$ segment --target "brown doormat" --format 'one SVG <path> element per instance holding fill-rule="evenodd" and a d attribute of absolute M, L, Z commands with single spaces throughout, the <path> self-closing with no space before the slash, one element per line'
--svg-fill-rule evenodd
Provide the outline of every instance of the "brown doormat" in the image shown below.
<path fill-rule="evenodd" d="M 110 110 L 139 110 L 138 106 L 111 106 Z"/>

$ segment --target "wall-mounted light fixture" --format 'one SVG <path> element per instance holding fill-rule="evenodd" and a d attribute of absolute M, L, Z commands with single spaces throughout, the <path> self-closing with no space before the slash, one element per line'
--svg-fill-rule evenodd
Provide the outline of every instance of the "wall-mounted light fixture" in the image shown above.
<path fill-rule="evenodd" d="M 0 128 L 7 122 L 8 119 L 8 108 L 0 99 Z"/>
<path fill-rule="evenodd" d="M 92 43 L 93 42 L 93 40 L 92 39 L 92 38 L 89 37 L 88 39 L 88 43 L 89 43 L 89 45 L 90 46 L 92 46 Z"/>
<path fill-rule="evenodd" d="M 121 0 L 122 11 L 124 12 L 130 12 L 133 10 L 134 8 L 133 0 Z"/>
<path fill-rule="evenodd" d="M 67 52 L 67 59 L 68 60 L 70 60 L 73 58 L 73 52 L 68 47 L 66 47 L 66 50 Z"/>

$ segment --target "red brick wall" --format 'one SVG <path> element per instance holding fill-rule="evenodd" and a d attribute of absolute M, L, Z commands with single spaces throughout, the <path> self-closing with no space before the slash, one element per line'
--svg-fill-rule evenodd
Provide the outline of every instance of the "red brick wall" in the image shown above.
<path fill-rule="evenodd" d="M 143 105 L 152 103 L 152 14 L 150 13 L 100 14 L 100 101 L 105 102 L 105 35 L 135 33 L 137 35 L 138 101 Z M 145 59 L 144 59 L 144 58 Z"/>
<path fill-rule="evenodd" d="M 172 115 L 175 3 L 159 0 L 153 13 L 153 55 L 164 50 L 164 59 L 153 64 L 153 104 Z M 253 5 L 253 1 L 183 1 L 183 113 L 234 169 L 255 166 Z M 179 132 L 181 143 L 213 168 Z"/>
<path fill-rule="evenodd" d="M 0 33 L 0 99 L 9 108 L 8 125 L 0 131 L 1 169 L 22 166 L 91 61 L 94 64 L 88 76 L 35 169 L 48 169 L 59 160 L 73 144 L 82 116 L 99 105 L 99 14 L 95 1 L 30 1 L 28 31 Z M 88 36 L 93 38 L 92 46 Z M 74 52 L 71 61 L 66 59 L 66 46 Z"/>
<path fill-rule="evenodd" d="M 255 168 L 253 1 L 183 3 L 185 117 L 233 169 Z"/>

练习题目:
请把记录从开头一直到包含“110 110 L 139”的那一行逐字重抄一遍，首尾两行都要包括在内。

参考解答:
$ segment --target "brown doormat" --format 'one SVG <path> element per instance holding fill-rule="evenodd" and a d attribute of absolute M, L, Z commands with single spaces throughout, the <path> self-closing with no space before the slash, one element per line'
--svg-fill-rule evenodd
Provide the outline of every instance of the "brown doormat" in the image shown below.
<path fill-rule="evenodd" d="M 110 110 L 139 110 L 138 106 L 111 106 Z"/>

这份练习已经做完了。